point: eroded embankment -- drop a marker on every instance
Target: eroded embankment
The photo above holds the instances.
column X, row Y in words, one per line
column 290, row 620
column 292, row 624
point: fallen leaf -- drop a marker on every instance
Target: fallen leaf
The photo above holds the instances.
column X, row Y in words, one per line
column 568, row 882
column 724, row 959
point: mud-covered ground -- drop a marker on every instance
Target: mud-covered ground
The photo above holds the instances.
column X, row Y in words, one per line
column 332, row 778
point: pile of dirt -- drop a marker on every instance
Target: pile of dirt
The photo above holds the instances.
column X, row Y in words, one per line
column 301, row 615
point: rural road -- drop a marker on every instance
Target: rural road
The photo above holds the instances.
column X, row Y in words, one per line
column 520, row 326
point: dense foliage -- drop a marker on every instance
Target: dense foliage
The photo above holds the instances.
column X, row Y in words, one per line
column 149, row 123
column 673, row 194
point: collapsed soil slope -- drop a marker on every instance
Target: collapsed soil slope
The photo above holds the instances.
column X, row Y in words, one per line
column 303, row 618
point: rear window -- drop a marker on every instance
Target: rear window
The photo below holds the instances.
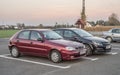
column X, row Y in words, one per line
column 24, row 35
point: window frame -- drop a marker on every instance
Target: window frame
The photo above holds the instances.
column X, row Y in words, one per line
column 37, row 32
column 70, row 31
column 22, row 32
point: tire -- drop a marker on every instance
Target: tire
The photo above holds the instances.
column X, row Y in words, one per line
column 109, row 39
column 55, row 56
column 14, row 52
column 89, row 51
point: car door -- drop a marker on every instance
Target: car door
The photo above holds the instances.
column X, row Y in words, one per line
column 116, row 34
column 37, row 46
column 23, row 42
column 70, row 35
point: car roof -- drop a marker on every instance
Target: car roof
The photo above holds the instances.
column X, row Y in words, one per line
column 66, row 28
column 37, row 29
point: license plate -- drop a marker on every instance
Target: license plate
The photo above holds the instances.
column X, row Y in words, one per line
column 109, row 46
column 83, row 51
+ + + +
▶ **TASK DESCRIPTION**: Which lines in the records above contain the word "rear"? Return each of them.

▶ **TASK OUTPUT**:
point: rear window -- drop a marker on every instance
Target: rear window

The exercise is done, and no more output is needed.